文書抜粋 -
▬▬▬

卒業
今日は娘の高校卒業式でした。
思春期子育て、やっとここまでたどり着きました。
中学入学の頃から始まった激しい反抗期に
母として、わたしは何度涙したことでしょうか。
情報過多の世の中、SNSの影響もあり、
わたしが子どもだった頃に比べて
今の子どもたちの交友関係は驚くほどに複雑化しています。
娘も、成長して視野が広がった分だけ
親、先生、友達、きょうだい・・・
周囲の言動から大きな影響を受けるようになっていきました。
「他人と自分はここが違う」
「自分は周囲からどう思われているのか?」
「なんのために生きてるのか?」
「幸せって何なんやろう・・・」
「親って何?」
他人と自分を比較して、自身を認識するようになり、
だけどまだ、多くの情報から自分を確立させるだけの
知識や思考が備わっていないために、
自立と依存に葛藤・・・
劣等感、優越感、心身のバランスがうまく取れなくなって
ストレスが次第に増えていきました。
そしてかなり不安定な状態となり、
一時、高校に通えなくなることもありました。
中学校までと違って高校は
出席日数や遅刻、提出物などを含む評定が
ダイレクトに進級や卒業に関わってきます。
だから、娘の将来を想うと、つい焦ってしまいました。
現状を1秒でも早く打開しなければならないと
慌ててしまいました。
目先しか見えない状態になってくると
わたしの頭の中には
「何がそんなに気に入らない?」
「どうして欲しいの!」
自分本位な思考ばかりが次々浮かんで
彼女の繊細な気持ちに寄り添うことができなくなりました。
(自分では、寄り添っている「つもり」でしたが)
娘のためと言いながら、
実は母親であるわたしがわたし自身を守るために
『普通の高校生』を強要しているだけだという本質が
頭のいい娘にはしっかりと伝わっていたようです。
そうして事態は、
どんどん悪循環になっていきました。
自分を客観視する能力が身についてきたからこその
思春期の葛藤、そして反抗的態度は
決して悪いことではないんです。
これからの人生を自立して生き抜くための苦悩は
正そうとするよりも、心の中で静かに応援しながら
見守っていればあげるだけでいいのです。
会話が噛み合わないことだらけでも構いません。
子どもが話しかけてきた内容に
良いとも悪いとも言わず、評価することも意見することもなく
ただ落ち着いて聞いてあげるだけで十分です。
待つ。
子どもが自ら学ぶその時が来るまで待つ。
負けるな、わたし!
思春期育児は、
親の力量が試される試練でした。
そうは言っても、
母親だって弱い人間です。
子どもにとっては器を広げ
土台を作るための大切な過程が反抗期なわけですが
親に対しても客観的な視点で、
クールに見るようになるために
干渉すれば
「ウザい!」

▬▬▬

物体指示データセットの行:
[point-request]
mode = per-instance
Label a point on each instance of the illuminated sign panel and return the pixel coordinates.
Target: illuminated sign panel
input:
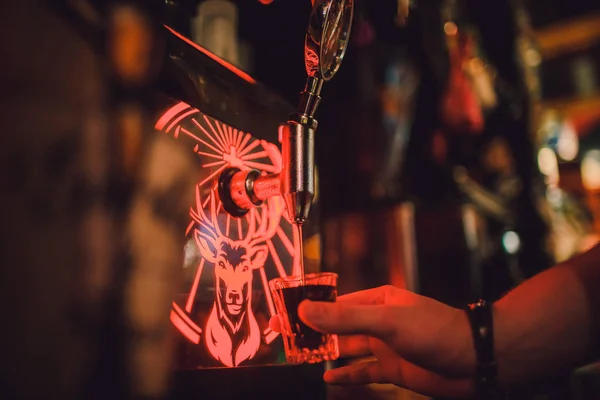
(224, 305)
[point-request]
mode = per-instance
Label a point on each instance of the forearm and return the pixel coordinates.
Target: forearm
(548, 323)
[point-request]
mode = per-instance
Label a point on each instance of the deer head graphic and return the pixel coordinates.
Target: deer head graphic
(232, 333)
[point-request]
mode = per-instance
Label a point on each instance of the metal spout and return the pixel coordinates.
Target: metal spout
(298, 175)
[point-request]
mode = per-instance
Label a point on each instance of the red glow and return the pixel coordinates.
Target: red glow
(224, 63)
(234, 251)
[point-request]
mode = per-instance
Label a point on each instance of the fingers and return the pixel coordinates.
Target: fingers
(347, 319)
(364, 297)
(355, 346)
(400, 373)
(356, 374)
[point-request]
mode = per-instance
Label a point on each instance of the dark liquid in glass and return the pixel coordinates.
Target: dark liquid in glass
(306, 337)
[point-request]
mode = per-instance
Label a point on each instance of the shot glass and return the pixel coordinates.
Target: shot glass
(303, 344)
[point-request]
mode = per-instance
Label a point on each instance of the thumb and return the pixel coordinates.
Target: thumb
(347, 318)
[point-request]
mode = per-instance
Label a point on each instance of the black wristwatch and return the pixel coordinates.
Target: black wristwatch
(482, 326)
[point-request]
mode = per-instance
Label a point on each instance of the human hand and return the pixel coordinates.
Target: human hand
(419, 343)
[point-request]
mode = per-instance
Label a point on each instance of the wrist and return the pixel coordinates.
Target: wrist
(465, 360)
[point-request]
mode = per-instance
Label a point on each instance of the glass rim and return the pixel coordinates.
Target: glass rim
(298, 278)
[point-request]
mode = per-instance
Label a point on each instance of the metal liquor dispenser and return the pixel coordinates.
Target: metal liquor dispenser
(249, 195)
(324, 49)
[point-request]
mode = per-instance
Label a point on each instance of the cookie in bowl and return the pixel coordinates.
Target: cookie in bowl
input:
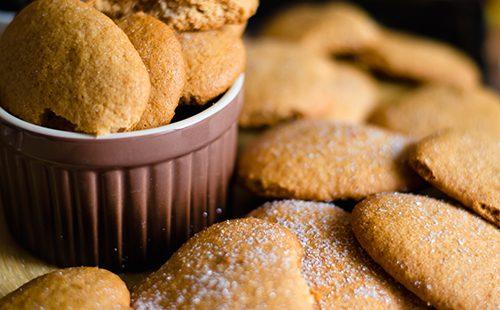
(79, 66)
(162, 54)
(99, 151)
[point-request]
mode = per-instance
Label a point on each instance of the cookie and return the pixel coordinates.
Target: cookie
(354, 95)
(337, 28)
(433, 108)
(389, 92)
(238, 264)
(284, 81)
(444, 254)
(72, 288)
(324, 161)
(465, 166)
(339, 273)
(66, 58)
(185, 15)
(214, 59)
(162, 54)
(421, 59)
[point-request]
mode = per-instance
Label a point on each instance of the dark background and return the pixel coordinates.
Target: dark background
(459, 22)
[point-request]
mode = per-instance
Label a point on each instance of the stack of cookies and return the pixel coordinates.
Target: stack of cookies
(131, 72)
(383, 194)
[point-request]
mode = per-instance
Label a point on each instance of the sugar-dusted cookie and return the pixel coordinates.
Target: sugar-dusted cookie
(354, 94)
(444, 254)
(325, 160)
(465, 166)
(185, 15)
(331, 28)
(66, 58)
(162, 54)
(71, 288)
(238, 264)
(214, 60)
(339, 272)
(433, 108)
(419, 59)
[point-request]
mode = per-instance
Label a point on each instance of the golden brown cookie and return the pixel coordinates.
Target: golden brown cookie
(162, 54)
(465, 166)
(444, 254)
(324, 161)
(339, 272)
(214, 60)
(71, 288)
(421, 59)
(389, 92)
(354, 95)
(66, 58)
(332, 28)
(283, 82)
(238, 264)
(433, 108)
(185, 15)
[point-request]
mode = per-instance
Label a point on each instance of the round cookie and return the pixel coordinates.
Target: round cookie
(66, 58)
(444, 254)
(162, 54)
(337, 28)
(214, 60)
(465, 166)
(71, 288)
(239, 264)
(339, 273)
(185, 15)
(420, 59)
(354, 93)
(284, 81)
(324, 161)
(432, 108)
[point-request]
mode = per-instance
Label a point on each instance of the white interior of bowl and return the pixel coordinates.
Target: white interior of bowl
(216, 107)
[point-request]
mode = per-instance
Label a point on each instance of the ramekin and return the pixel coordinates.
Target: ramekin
(120, 201)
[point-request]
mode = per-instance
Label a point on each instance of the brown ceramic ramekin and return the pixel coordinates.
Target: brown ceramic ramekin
(122, 201)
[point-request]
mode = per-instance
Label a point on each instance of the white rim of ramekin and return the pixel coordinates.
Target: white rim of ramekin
(227, 98)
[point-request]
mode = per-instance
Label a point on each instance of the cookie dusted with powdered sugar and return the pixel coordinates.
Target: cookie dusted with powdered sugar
(444, 254)
(239, 264)
(326, 160)
(338, 271)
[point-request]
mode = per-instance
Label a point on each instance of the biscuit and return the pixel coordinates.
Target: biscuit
(421, 59)
(389, 92)
(444, 254)
(185, 15)
(355, 95)
(433, 108)
(339, 272)
(214, 59)
(337, 28)
(238, 264)
(66, 58)
(285, 81)
(162, 54)
(465, 166)
(324, 161)
(71, 288)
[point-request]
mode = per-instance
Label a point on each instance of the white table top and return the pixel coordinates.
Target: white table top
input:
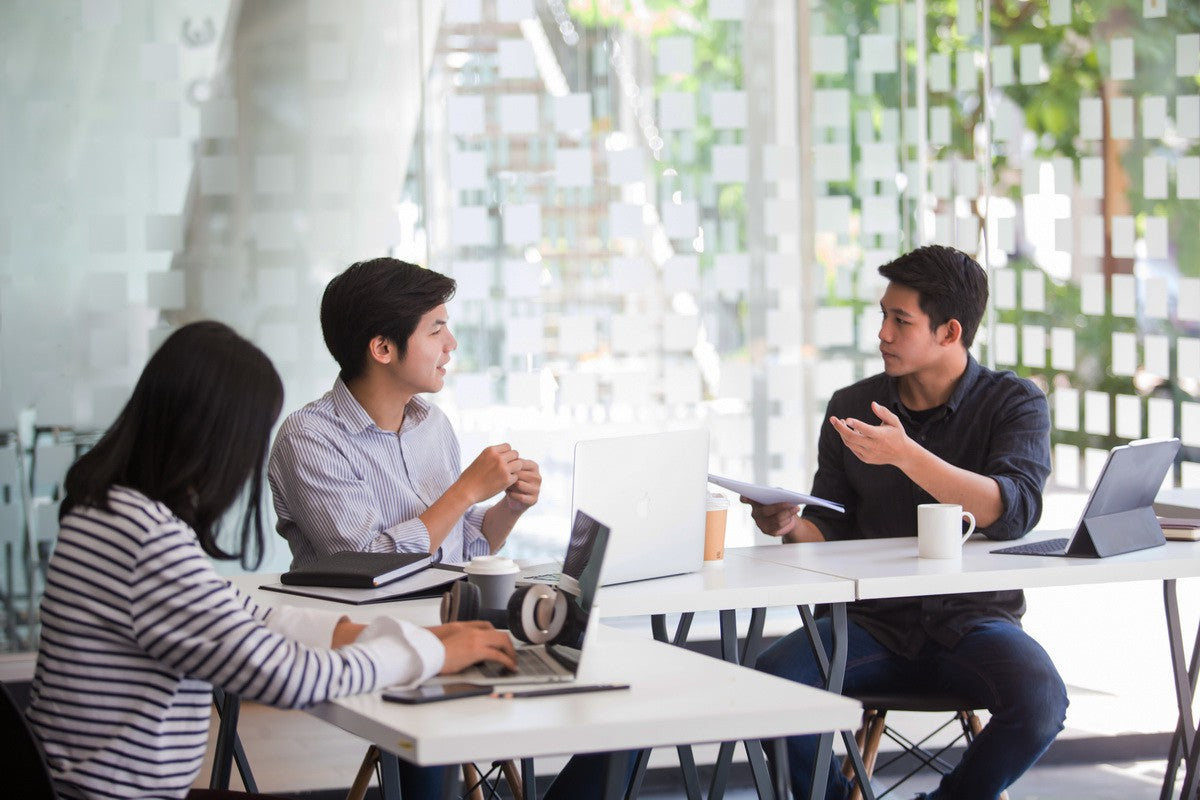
(1177, 503)
(889, 567)
(676, 697)
(737, 582)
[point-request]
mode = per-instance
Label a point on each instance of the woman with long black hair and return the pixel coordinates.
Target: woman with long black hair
(137, 626)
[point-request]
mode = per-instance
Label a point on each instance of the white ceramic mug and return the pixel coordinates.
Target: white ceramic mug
(940, 530)
(496, 577)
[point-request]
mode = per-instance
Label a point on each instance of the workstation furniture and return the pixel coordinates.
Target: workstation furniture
(676, 697)
(889, 567)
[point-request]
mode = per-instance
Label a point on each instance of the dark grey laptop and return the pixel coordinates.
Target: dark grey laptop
(1120, 515)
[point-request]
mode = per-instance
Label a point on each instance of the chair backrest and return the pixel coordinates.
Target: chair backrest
(23, 771)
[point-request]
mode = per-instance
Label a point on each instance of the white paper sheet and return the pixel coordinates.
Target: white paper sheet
(573, 167)
(1096, 414)
(1033, 289)
(730, 163)
(1188, 306)
(939, 71)
(1187, 116)
(627, 166)
(729, 109)
(1066, 465)
(468, 170)
(516, 59)
(1121, 118)
(1003, 282)
(1187, 358)
(1187, 55)
(1002, 65)
(1125, 295)
(1062, 348)
(469, 226)
(677, 110)
(519, 114)
(1032, 65)
(1153, 178)
(1033, 346)
(522, 223)
(1091, 178)
(1121, 56)
(573, 113)
(1125, 354)
(1091, 121)
(1187, 178)
(1066, 408)
(828, 54)
(772, 494)
(1158, 355)
(831, 162)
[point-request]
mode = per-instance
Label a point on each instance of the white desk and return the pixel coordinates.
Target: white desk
(677, 697)
(889, 567)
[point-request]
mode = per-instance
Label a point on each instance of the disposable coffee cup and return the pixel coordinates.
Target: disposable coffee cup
(496, 578)
(714, 525)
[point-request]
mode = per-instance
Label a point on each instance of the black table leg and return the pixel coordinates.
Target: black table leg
(1185, 744)
(228, 749)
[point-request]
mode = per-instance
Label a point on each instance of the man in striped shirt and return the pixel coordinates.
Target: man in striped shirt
(373, 467)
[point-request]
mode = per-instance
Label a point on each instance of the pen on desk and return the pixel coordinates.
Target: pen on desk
(559, 690)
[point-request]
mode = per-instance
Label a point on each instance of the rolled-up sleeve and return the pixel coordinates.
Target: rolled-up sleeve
(1019, 462)
(318, 495)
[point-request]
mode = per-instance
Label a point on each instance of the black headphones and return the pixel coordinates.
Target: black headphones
(537, 613)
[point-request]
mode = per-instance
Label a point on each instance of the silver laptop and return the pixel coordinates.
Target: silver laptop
(651, 489)
(1119, 516)
(558, 661)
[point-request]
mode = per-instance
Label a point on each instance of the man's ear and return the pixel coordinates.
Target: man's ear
(951, 331)
(381, 349)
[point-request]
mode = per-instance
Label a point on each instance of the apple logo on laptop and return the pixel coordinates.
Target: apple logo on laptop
(642, 507)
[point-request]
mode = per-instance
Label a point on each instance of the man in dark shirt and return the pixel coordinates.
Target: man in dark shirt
(935, 427)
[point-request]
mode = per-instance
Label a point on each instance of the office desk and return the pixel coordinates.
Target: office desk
(724, 587)
(889, 567)
(676, 697)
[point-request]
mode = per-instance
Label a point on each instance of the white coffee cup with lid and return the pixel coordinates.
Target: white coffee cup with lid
(496, 577)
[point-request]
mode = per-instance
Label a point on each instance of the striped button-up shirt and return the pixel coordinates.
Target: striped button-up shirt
(341, 482)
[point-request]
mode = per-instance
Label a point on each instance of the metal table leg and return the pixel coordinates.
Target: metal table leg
(1185, 744)
(834, 673)
(228, 749)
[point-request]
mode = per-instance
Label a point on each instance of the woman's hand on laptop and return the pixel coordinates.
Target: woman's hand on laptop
(468, 643)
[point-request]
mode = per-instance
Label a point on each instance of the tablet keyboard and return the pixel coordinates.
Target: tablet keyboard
(528, 663)
(1044, 547)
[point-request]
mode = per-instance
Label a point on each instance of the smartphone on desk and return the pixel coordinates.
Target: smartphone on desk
(435, 693)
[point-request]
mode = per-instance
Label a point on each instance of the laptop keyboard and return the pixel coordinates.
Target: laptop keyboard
(528, 663)
(1044, 547)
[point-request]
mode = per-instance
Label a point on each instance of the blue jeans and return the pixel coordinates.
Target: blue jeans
(996, 666)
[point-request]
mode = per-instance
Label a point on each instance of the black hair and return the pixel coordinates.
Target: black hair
(196, 427)
(949, 284)
(383, 296)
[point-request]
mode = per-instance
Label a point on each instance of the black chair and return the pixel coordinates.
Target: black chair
(23, 769)
(874, 728)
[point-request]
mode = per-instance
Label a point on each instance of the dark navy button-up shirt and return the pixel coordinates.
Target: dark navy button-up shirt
(996, 425)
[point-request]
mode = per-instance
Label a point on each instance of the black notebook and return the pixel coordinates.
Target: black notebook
(357, 570)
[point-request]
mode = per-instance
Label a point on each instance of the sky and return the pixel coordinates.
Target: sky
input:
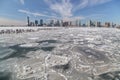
(16, 11)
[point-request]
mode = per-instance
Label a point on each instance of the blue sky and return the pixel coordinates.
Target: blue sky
(16, 11)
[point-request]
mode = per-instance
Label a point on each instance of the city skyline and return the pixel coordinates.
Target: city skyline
(15, 11)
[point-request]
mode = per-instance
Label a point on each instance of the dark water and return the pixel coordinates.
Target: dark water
(110, 76)
(5, 76)
(22, 51)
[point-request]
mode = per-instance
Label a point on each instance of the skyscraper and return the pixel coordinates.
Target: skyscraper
(36, 22)
(41, 22)
(28, 21)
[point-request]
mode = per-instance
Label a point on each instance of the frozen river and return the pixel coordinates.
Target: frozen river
(61, 54)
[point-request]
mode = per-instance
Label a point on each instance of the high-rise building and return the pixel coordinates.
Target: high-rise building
(107, 24)
(79, 23)
(28, 21)
(98, 24)
(41, 22)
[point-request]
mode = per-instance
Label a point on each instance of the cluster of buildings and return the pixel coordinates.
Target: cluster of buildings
(69, 23)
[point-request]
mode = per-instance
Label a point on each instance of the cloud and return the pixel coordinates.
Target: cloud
(86, 3)
(31, 13)
(63, 7)
(7, 21)
(22, 2)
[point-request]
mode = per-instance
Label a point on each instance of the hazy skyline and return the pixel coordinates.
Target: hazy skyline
(16, 11)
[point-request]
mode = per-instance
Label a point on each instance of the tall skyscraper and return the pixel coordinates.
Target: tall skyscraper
(41, 22)
(36, 22)
(28, 21)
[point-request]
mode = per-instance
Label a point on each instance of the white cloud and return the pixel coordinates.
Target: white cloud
(6, 21)
(31, 13)
(22, 2)
(63, 8)
(86, 3)
(66, 9)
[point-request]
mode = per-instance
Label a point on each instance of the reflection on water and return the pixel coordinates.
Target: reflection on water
(5, 76)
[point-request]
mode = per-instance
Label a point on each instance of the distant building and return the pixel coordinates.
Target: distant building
(36, 22)
(98, 24)
(79, 23)
(41, 22)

▬▬▬

作業指示 -
A. 思春期の子育てについての文章の「自分を客観視する能力が身についてきたからこその」から「子どもが自ら学ぶその時が来るまで待つ。」までを、「会話」を「やり取り」に置き換えて書き直してもらえますか?
B. 思春期の子育てについての文章の最後の行に続く部分を書き足してもらえますか?

出力結果 -
A.
自分を客観視する能力が身についてきたからこその
思春期の葛藤、そして反抗的態度は
決して悪いことではないんです。
これからの人生を自立して生き抜くための苦悩は
正そうとするよりも、心の中で静かに応援しながら
見守っていればあげるだけでいいのです。
やり取りが噛み合わないことだらけでも構いません。
子どもが話しかけてきた内容に
良いとも悪いとも言わず、評価することも意見することもなく
ただ落ち着いて聞いてあげるだけで十分です。
待つ。
子どもが自ら学ぶその時が来るまで待つ。

B.
干渉しなければ
「わたしなんかどうでもいいんやろ!」
とうとう
「大人なんて、ろくなヤツおらんわ!
アホばっかりや!」
この世の中・・・
社会そのもの全拒否の勢いでした。
思春期の思考は、とても大人な部分反面
驚くほど幼い部分が混在していて、
冷静に観察すると本当にアンバランスです。
言ってることも、行動も
あまりに不条理、支離滅裂すぎて
大人もだんだんどうしていいかわからなくなってきます。
いいかげんにして欲しい。
もう勝手にすればいい。
(どうせほっとけないくせに(笑))
母親なのに
気の利いたことの一つもできず
かえって娘を傷つけることだらけ。
胸をえぐられるような悔しさと切なさ
自己嫌悪を何度も味わいました。
18年前、娘が生まれた時のこと
ヨチヨチ歩き始めた時のこと、
イヤイヤ期で困らされたこと、
幼稚園に通っていた頃のこと
元気一杯だった小学校時代・・・
単純に親のテリトリー内でなんとでもできた
かわいかった頃が走馬灯のように蘇りました。
なのに、いつから?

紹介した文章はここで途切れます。